Instruction: Turn the items below into a numbered list, skipping any blank lines and leaving the pictures out.

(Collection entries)
━━━━━━━━━━━━━━━━

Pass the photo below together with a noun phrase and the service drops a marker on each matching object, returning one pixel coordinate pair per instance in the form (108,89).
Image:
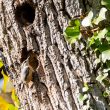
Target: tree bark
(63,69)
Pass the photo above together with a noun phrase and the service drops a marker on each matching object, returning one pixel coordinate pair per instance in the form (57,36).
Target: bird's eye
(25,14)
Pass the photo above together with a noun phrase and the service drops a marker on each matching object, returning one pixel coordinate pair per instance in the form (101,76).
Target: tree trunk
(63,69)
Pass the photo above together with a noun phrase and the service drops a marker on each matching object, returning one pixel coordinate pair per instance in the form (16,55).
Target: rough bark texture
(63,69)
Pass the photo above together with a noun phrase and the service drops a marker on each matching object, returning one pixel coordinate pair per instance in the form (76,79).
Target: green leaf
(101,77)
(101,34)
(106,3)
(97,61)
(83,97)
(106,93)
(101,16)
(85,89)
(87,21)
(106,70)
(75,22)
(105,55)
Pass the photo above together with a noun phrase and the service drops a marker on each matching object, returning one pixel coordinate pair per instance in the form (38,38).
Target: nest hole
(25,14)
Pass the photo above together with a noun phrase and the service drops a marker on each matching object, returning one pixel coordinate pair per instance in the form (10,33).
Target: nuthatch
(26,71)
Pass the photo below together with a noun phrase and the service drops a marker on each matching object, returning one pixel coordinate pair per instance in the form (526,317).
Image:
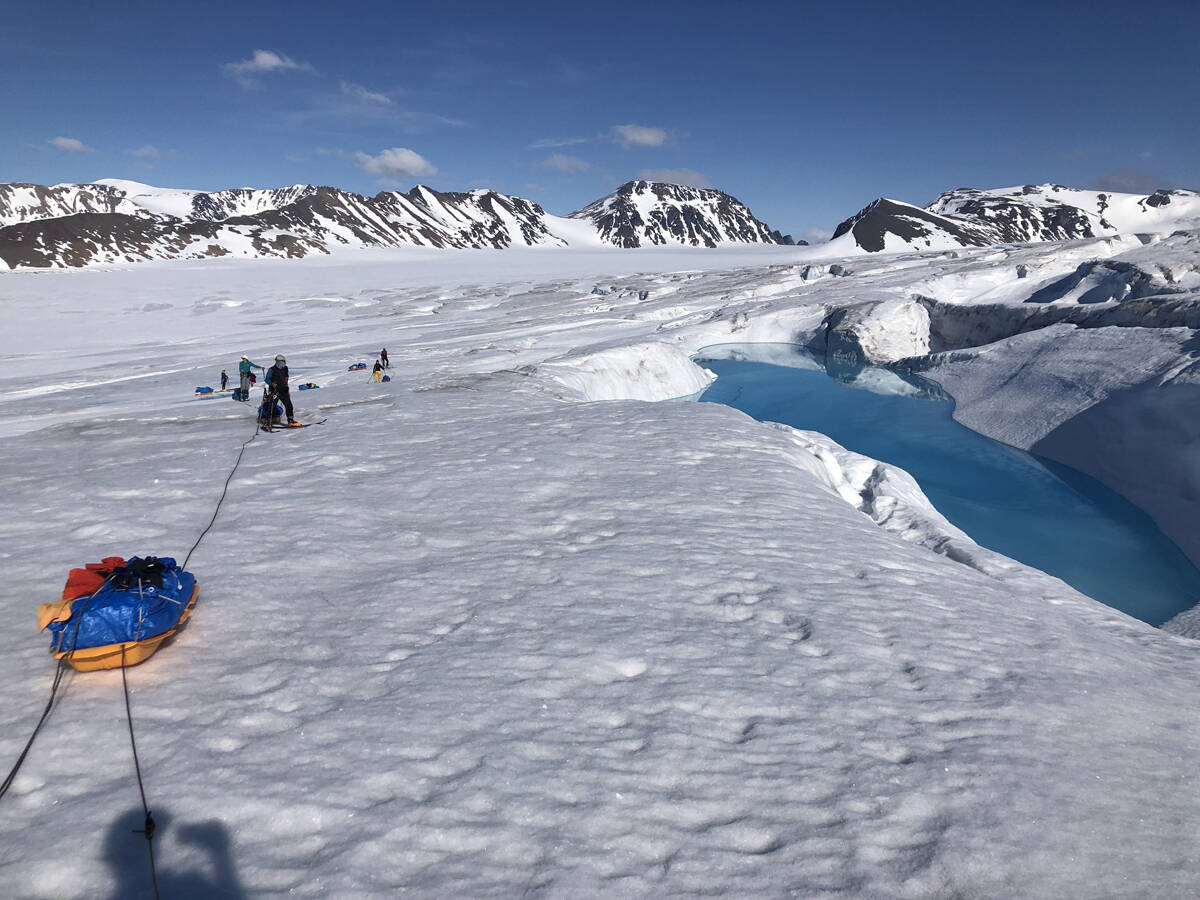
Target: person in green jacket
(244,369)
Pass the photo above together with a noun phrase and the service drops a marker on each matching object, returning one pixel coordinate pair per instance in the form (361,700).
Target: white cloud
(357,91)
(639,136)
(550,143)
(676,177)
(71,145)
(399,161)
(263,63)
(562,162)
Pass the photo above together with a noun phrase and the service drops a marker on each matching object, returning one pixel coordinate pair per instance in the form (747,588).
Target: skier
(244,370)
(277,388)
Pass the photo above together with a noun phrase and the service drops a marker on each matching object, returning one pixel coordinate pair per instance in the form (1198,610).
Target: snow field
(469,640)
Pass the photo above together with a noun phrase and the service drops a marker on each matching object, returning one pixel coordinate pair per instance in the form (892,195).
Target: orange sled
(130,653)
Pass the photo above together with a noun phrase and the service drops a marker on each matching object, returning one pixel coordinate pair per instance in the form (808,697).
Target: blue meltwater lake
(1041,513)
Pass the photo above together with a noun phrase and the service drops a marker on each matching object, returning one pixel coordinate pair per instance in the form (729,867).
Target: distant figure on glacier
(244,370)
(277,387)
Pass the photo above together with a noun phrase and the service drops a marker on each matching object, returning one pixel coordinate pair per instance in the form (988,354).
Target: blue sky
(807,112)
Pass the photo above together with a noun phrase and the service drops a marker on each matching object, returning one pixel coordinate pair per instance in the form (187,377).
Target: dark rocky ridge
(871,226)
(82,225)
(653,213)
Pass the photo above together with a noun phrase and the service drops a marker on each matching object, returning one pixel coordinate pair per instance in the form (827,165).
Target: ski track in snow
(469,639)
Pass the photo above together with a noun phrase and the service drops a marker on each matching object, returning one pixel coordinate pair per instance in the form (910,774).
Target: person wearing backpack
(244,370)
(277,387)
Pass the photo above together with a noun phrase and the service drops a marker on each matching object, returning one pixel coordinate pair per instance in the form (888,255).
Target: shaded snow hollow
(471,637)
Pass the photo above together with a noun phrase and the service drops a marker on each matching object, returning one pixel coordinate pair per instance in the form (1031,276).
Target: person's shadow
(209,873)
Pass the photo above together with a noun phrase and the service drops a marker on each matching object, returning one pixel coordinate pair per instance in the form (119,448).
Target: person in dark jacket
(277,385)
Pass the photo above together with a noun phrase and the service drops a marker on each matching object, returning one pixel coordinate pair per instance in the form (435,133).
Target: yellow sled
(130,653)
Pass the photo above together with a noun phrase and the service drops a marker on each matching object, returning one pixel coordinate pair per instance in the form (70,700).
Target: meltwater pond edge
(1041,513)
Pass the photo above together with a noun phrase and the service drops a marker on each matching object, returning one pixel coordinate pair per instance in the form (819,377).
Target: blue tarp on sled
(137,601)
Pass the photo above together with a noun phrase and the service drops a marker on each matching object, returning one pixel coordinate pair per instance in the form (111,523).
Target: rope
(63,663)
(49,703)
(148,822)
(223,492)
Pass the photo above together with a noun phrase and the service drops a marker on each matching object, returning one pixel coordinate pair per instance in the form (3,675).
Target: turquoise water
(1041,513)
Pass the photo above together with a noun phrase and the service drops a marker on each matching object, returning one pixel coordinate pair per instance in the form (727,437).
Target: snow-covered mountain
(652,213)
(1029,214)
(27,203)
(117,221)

━━━━━━━━━━━━━━━━

Solution to the exercise:
1. Pass the photo below together with a noun phrase and the service drops a marker on each matching object, returning one pixel coordinate pair per instance in the form (108,89).
2. Image:
3. Target: tree bark
4. (63,69)
5. Pass the photo above together with a noun phrase and the service drops a marker on each matching object, returning one pixel coordinate pair per instance in the form (57,36).
6. Target: bird's eye
7. (25,14)
8. Pass the photo above together with a noun phrase and the service drops a marker on each matching object, returning one pixel coordinate pair per instance in the form (101,76).
9. Target: tree trunk
10. (63,69)
11. Pass the photo above together with a noun phrase and the service drops a marker on each matching object, returning one pixel coordinate pair per instance in the form (16,55).
12. Target: rough bark texture
13. (63,69)
14. Pass the photo above together with a noun phrase and the service drops a marker on each matching object, returning one pixel coordinate pair per instance in the form (76,79).
15. Target: green leaf
16. (101,77)
17. (101,34)
18. (106,3)
19. (97,61)
20. (83,97)
21. (106,93)
22. (101,16)
23. (85,89)
24. (87,21)
25. (106,70)
26. (75,22)
27. (105,55)
28. Pass the photo above together with a noun phrase and the service drops a marker on each matching object, returning one pixel coordinate pair per instance in the form (38,38).
29. Target: nest hole
30. (25,14)
31. Pass the photo above together with a noun phrase and the service drops a marker on each matching object, returning one pixel coordinate pair per instance in the form (10,33).
32. Target: nuthatch
33. (26,71)
34. Pass the photo below together with a noun phrase and the service drops a marker on each matching object, returning one pixel coordinate pair per instance in the form (526,317).
35. Image:
36. Target: person in green jacket
37. (244,369)
38. Pass the photo above together with a noun phrase and the service drops a marker on each matching object, returning one pixel coordinate pair per instance in the form (361,700).
39. Target: white cloud
40. (357,91)
41. (639,136)
42. (550,143)
43. (676,177)
44. (71,145)
45. (399,161)
46. (263,63)
47. (562,162)
48. Pass the photo above together with a noun phrase and the service drops a marker on each matching object, returning one pixel coordinate pair per instance in the form (747,588).
49. Target: skier
50. (244,370)
51. (277,388)
52. Pass the photo above together with a noun phrase and the service drops a marker on each matching object, returning one pixel coordinate pair per instance in the form (1198,610).
53. Target: snow field
54. (469,640)
55. Pass the photo above together with a noun phrase and the service drops a marker on each matching object, returning one pixel coordinate pair per instance in the form (892,195).
56. Target: orange sled
57. (130,653)
58. Pass the photo above together with a noun phrase and the service drops a marker on each matching object, returning one pixel coordinate pair per instance in the form (808,697).
59. Target: blue meltwater lake
60. (1041,513)
61. Pass the photo above together with a noun phrase and the service drops a marker on each matching object, returning one pixel coordinate pair per instance in the form (729,867).
62. Target: distant figure on glacier
63. (244,370)
64. (277,387)
65. Pass the photo above together with a noun phrase and the service drops a marker on each matching object, returning one pixel coordinate pair per instance in the form (988,354).
66. Target: blue sky
67. (807,112)
68. Pass the photo above together with a noun phrase and the service drops a marker on each matching object, returning one pixel coordinate pair per instance in the form (187,377).
69. Target: dark rocky ridge
70. (871,226)
71. (82,225)
72. (653,213)
73. Pass the photo above together with a noun phrase and the service drops a marker on each matching object, returning one pixel coordinate pair per instance in the form (827,165).
74. Target: ski track in snow
75. (469,639)
76. Pass the photo above together with a noun phrase and the service drops a marker on each matching object, returning one pixel coordinate pair per instance in the form (910,774).
77. Target: person wearing backpack
78. (244,370)
79. (277,387)
80. Pass the photo above together with a noun phrase and the service drops a marker on each matching object, returning one pixel coordinate pair per instance in the form (888,255).
81. Target: shaded snow hollow
82. (471,637)
83. Pass the photo above together with a noun phrase and the service drops a marker on each matching object, returning one pixel coordinate pair per instance in the form (1031,276).
84. Target: person's shadow
85. (209,873)
86. Pass the photo above together with a noun phrase and the service drops a marker on each matching object, returning one pixel coordinate pair per instance in the form (119,448).
87. Target: person in dark jacket
88. (277,385)
89. Pass the photo above together with a noun phrase and the service drops a marker on each matching object, returning one pixel coordinate pair per instance in the form (435,133).
90. Target: yellow sled
91. (130,653)
92. Pass the photo above together with a noun phrase and the service drops a marker on each matching object, returning one pixel coordinate pair per instance in the form (70,700).
93. Target: meltwater pond edge
94. (1041,513)
95. Pass the photo above together with a noun phrase and the service drops a marker on each matching object, returning one pixel coordinate pair per instance in the form (819,377).
96. Target: blue tarp on sled
97. (137,601)
98. Pass the photo above together with a noun phrase and the service drops a marker on each matching object, returning one pixel coordinate pair per instance in the form (111,523).
99. Target: rope
100. (63,663)
101. (49,703)
102. (148,822)
103. (223,492)
104. Pass the photo above together with a noun phrase and the service drops a marker on each matching object, returning one pixel coordinate pair per instance in the form (3,675).
105. Target: turquoise water
106. (1041,513)
107. Pass the photo above together with a noun phrase and the service drops a marker on each matching object, returning one pixel coordinate pair per instance in the form (727,437).
108. Target: snow-covered mountain
109. (652,213)
110. (1029,214)
111. (27,203)
112. (117,221)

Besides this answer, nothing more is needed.